Ich bin seit 15 Jahren bei der „Apache Software Foundation” (ASF) unterwegs. Das fing an der Humboldt-Universität Berlin mit Text-, Link-Mining- und Web-Analyse an. Alles Bestandteile von Websuche. Die Humboldt-Universität verfolgte 2004 mit dem Lehrstuhl eines Junior-Professors das Ziel, die Verlinkung im WWW besser zu verstehen. Dazu wurde das Open-Source-Projekt Apache Nutch eingesetzt – ein Projekt, das sich auf die Fahnen geschrieben hatte, die Basis für eine internationale Suchmaschine quelloffen zu entwickeln.

Google war da schon eine mächtige Instanz. Warum versuchte man also, das noch einmal als Open-Source-Projekt zu implementieren?

Lucene entwickelte sich als Suchma­schine für Anwendungsfälle wie „ich brauche auf meiner Website eine Suche“ oder „ich brauche für meinen Kundenkatalog eine Suche“. Daraus entwickelte sich mit einem Crawler, der Link-Analyse usw. eine allgemein verwendbare Internetsuche. Etwa gleichzeitig publizierte Google
zu den Themen MapReduce und dem „Google Distributed File System“. Diese Konzepte wurden innerhalb von Nutch als Nutch-Distributed-Filesystem und als Nutch-MapReduce-Layer nachimplementiert.

Dann wurden Entwickler bei Yahoo, die an ähnlichen Systemen arbeiteten, darauf aufmerksam. Anstatt allein inhouse weiterzuentwickeln, wurden Nutch-Leute bei Yahoo angeheuert. In der Folge wurde das Projekt unter der Apache Software Foundation weiterentwickelt. Später stiegen auch Unternehmen wie Cloudera ein. Aus diesem Projekt entstand dann die heute verbreitete Apache-Hadoop-Soft­ware.

━━━━━━━━━━━━━━━━

● DEINE AUFGABE
Schreib den Text über die Entstehung von Apache Hadoop Wort für Wort vollständig ab. Die Daten werden hierfür nicht gebraucht.

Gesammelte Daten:
━━━━━━━━━━━━━━━━

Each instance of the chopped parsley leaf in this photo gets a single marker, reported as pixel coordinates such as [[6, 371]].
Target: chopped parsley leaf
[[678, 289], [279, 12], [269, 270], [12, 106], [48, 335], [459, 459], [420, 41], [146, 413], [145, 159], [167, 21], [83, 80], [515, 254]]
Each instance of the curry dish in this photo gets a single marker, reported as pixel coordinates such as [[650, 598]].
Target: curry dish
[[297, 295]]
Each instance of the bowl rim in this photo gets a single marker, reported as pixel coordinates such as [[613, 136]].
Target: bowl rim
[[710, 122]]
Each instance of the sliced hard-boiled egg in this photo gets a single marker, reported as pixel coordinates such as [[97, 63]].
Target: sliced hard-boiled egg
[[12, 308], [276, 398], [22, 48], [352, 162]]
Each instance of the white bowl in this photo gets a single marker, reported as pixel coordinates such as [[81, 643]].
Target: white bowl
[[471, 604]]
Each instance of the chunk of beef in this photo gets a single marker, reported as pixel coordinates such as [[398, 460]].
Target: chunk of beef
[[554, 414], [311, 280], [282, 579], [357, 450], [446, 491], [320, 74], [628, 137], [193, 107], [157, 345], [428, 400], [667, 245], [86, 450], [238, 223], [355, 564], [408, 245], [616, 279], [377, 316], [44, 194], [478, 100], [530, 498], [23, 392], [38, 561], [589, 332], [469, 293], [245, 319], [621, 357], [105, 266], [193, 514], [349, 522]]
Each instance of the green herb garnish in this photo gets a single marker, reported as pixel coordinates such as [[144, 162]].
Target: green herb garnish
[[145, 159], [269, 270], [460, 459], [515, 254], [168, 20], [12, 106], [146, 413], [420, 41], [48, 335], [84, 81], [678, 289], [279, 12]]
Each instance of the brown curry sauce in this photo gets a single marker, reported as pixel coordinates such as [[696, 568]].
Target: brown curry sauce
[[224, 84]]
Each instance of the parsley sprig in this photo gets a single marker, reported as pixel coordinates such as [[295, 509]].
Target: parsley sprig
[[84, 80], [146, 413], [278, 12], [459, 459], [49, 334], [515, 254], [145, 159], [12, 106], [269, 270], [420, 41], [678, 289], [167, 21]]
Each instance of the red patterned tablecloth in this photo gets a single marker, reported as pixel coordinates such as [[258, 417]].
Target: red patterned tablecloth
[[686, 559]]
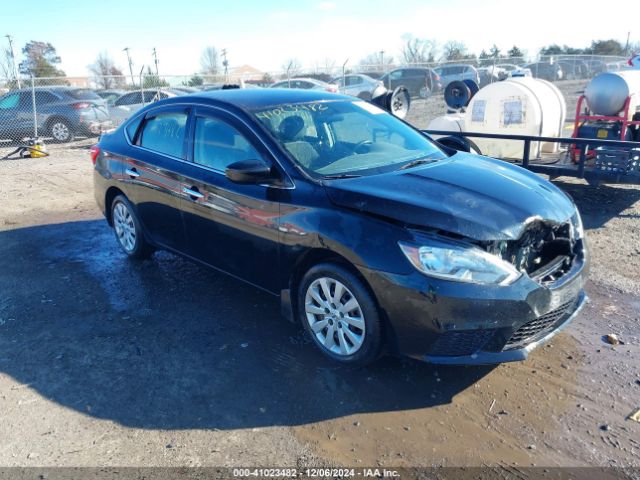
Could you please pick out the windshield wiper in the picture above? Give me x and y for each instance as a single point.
(415, 163)
(342, 175)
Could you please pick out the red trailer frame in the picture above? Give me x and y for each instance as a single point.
(583, 117)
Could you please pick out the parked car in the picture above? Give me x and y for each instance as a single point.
(515, 70)
(574, 69)
(546, 71)
(62, 113)
(306, 84)
(357, 85)
(420, 82)
(596, 67)
(128, 104)
(491, 74)
(450, 73)
(110, 95)
(374, 237)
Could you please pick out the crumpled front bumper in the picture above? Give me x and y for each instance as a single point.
(510, 355)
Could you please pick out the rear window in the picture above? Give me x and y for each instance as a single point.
(83, 94)
(164, 133)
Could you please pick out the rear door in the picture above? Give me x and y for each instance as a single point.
(229, 226)
(154, 178)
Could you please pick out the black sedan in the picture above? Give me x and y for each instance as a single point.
(375, 238)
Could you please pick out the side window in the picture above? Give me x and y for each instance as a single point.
(43, 98)
(132, 98)
(132, 127)
(153, 96)
(9, 101)
(164, 133)
(217, 144)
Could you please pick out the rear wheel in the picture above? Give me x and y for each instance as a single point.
(340, 315)
(128, 230)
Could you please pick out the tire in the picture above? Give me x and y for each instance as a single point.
(128, 230)
(357, 341)
(61, 131)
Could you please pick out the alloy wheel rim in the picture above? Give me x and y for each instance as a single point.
(334, 316)
(60, 131)
(124, 226)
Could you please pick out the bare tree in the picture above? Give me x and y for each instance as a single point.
(418, 50)
(377, 61)
(210, 61)
(106, 73)
(6, 65)
(453, 50)
(292, 67)
(326, 65)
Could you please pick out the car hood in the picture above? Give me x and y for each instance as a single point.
(477, 197)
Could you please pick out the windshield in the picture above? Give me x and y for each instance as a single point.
(345, 137)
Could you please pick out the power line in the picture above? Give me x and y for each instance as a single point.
(13, 60)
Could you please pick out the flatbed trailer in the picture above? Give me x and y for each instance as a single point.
(615, 161)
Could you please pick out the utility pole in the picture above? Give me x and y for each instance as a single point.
(155, 59)
(225, 64)
(126, 49)
(626, 47)
(13, 60)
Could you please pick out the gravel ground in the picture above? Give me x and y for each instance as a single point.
(108, 362)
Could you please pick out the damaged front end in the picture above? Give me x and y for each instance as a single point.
(480, 321)
(545, 251)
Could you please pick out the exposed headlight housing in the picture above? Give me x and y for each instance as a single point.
(459, 262)
(576, 226)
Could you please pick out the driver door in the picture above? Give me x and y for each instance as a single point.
(230, 226)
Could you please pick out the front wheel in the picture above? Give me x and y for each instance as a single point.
(128, 230)
(340, 315)
(61, 131)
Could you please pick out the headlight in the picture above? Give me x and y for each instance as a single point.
(576, 225)
(461, 263)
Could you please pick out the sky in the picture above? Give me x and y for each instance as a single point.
(265, 34)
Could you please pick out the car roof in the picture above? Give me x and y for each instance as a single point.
(255, 99)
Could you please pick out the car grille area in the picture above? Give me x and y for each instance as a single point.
(458, 343)
(541, 326)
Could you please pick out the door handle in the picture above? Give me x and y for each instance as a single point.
(193, 193)
(132, 172)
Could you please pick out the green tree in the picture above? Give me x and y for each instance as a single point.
(515, 52)
(605, 47)
(40, 60)
(106, 73)
(195, 81)
(453, 50)
(151, 80)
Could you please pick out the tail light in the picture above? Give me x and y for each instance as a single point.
(94, 151)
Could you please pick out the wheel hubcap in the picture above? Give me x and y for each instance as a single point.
(125, 228)
(335, 316)
(60, 131)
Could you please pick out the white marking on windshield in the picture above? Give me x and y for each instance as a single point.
(369, 107)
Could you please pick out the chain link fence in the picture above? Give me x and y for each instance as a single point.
(63, 109)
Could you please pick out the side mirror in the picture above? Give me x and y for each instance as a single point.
(249, 172)
(460, 144)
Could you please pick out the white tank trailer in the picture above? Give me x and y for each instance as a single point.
(516, 106)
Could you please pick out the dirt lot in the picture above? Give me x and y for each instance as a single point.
(104, 361)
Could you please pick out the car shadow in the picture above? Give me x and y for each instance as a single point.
(168, 344)
(600, 204)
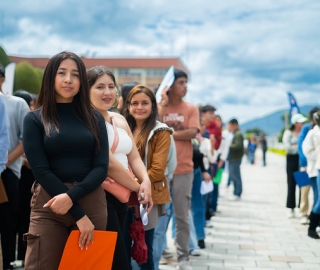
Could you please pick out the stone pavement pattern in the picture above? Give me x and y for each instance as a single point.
(254, 233)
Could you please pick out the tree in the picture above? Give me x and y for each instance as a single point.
(27, 78)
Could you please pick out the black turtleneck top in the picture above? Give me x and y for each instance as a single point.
(67, 156)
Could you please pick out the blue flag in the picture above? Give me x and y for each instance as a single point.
(294, 108)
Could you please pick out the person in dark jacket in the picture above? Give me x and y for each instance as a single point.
(236, 154)
(264, 147)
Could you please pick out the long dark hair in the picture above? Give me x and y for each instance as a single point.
(80, 104)
(149, 123)
(125, 90)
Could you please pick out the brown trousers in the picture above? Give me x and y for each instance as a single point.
(49, 232)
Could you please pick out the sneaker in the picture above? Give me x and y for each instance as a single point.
(184, 265)
(163, 261)
(290, 213)
(201, 244)
(313, 234)
(304, 220)
(209, 224)
(195, 252)
(234, 198)
(167, 254)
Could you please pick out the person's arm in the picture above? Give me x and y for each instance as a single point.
(302, 159)
(210, 152)
(186, 134)
(198, 158)
(4, 135)
(15, 154)
(140, 172)
(34, 149)
(119, 173)
(286, 142)
(159, 156)
(308, 147)
(162, 106)
(172, 159)
(237, 142)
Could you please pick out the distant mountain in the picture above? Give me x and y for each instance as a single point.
(271, 124)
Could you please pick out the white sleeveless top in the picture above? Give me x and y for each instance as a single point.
(124, 146)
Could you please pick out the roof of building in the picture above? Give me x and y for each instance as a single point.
(112, 62)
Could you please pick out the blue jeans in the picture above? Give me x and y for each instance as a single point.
(149, 265)
(313, 183)
(193, 243)
(214, 195)
(198, 205)
(159, 239)
(251, 156)
(316, 207)
(235, 176)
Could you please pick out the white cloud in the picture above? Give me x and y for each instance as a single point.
(243, 55)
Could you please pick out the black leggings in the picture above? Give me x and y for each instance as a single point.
(292, 166)
(117, 216)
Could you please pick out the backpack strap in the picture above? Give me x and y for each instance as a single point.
(116, 136)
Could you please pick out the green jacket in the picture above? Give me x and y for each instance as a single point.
(236, 147)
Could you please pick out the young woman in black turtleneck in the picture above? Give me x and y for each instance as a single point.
(64, 142)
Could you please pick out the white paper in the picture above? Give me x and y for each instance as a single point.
(7, 86)
(206, 187)
(168, 80)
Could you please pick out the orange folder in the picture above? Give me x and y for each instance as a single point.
(98, 256)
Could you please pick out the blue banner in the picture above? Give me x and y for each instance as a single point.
(294, 108)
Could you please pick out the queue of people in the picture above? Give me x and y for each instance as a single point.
(302, 146)
(68, 142)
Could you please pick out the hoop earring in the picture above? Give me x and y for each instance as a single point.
(115, 104)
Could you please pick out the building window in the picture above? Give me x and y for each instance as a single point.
(130, 72)
(156, 72)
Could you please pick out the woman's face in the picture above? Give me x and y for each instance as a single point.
(202, 127)
(32, 105)
(140, 107)
(298, 126)
(103, 93)
(218, 121)
(67, 81)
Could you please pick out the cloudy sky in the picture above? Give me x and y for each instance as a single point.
(243, 56)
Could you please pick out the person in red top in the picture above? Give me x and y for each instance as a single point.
(183, 117)
(208, 118)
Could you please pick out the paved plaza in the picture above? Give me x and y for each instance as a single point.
(255, 233)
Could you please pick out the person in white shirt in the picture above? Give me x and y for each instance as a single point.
(311, 149)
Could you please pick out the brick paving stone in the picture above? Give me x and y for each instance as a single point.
(254, 247)
(251, 233)
(285, 259)
(304, 266)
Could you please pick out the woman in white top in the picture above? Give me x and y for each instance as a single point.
(103, 95)
(290, 141)
(311, 149)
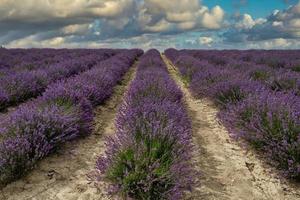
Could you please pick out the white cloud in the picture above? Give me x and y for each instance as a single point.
(80, 29)
(247, 22)
(206, 41)
(178, 15)
(34, 10)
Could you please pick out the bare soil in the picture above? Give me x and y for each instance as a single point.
(63, 175)
(227, 170)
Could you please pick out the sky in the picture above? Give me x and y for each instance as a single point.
(197, 24)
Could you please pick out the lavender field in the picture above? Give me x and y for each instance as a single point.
(129, 124)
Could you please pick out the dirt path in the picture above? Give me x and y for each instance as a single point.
(228, 171)
(62, 176)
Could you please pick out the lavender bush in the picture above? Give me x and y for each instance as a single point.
(270, 122)
(259, 94)
(38, 127)
(149, 157)
(20, 86)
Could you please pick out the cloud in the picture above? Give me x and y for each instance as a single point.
(103, 19)
(283, 24)
(178, 15)
(206, 41)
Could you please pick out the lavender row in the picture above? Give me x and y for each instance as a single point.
(149, 156)
(39, 61)
(264, 113)
(18, 87)
(287, 59)
(64, 112)
(10, 58)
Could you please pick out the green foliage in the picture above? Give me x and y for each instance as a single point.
(142, 170)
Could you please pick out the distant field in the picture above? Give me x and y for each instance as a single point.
(128, 124)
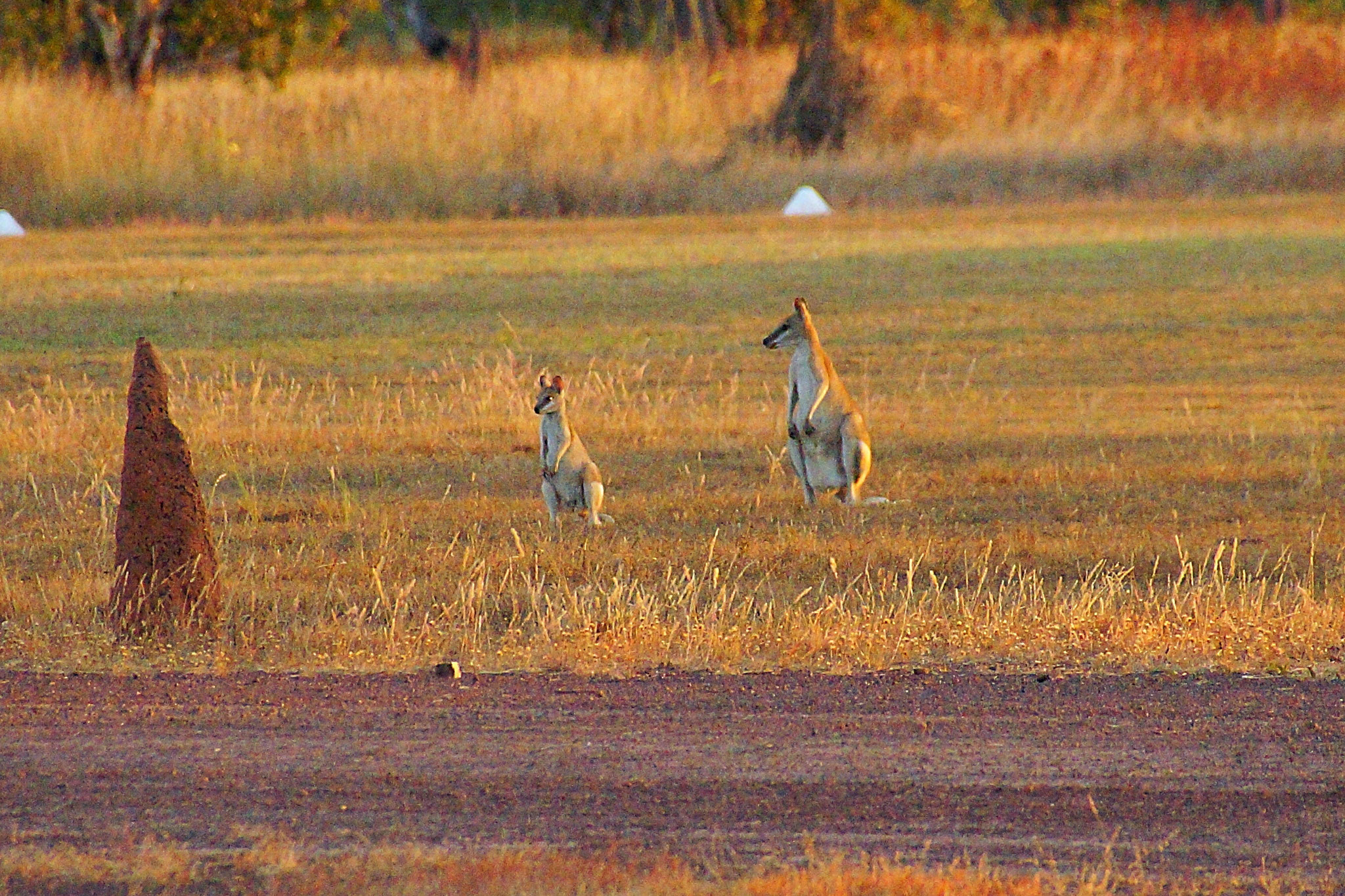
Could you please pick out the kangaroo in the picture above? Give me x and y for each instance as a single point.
(829, 442)
(571, 480)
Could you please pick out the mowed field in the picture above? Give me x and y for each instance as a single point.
(1109, 433)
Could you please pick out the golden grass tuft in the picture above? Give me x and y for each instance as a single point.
(1088, 465)
(272, 863)
(1174, 106)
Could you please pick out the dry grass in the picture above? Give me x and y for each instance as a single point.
(272, 863)
(1109, 431)
(1174, 108)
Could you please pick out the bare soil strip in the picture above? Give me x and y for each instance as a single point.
(1197, 773)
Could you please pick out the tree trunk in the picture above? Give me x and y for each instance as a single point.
(825, 92)
(432, 41)
(131, 49)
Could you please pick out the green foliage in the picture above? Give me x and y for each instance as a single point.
(261, 33)
(37, 33)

━━━━━━━━━━━━━━━━

● ERLEDIGTE AUFGABE
Ich bin seit 15 Jahren bei der „Apache Software Foundation” (ASF) unterwegs. Das fing an der Humboldt-Universität Berlin mit Text-, Link-Mining- und Web-Analyse an. Alles Bestandteile von Websuche. Die Humboldt-Universität verfolgte 2004 mit dem Lehrstuhl eines Junior-Professors das Ziel, die Verlinkung im WWW besser zu verstehen. Dazu wurde das Open-Source-Projekt Apache Nutch eingesetzt – ein Projekt, das sich auf die Fahnen geschrieben hatte, die Basis für eine internationale Suchmaschine quelloffen zu entwickeln.

Google war da schon eine mächtige Instanz. Warum versuchte man also, das noch einmal als Open-Source-Projekt zu implementieren?

Lucene entwickelte sich als Suchma­schine für Anwendungsfälle wie „ich brauche auf meiner Website eine Suche“ oder „ich brauche für meinen Kundenkatalog eine Suche“. Daraus entwickelte sich mit einem Crawler, der Link-Analyse usw. eine allgemein verwendbare Internetsuche. Etwa gleichzeitig publizierte Google
zu den Themen MapReduce und dem „Google Distributed File System“. Diese Konzepte wurden innerhalb von Nutch als Nutch-Distributed-Filesystem und als Nutch-MapReduce-Layer nachimplementiert.

Dann wurden Entwickler bei Yahoo, die an ähnlichen Systemen arbeiteten, darauf aufmerksam. Anstatt allein inhouse weiterzuentwickeln, wurden Nutch-Leute bei Yahoo angeheuert. In der Folge wurde das Projekt unter der Apache Software Foundation weiterentwickelt. Später stiegen auch Unternehmen wie Cloudera ein. Aus diesem Projekt entstand dann die heute verbreitete Apache-Hadoop-Soft­ware.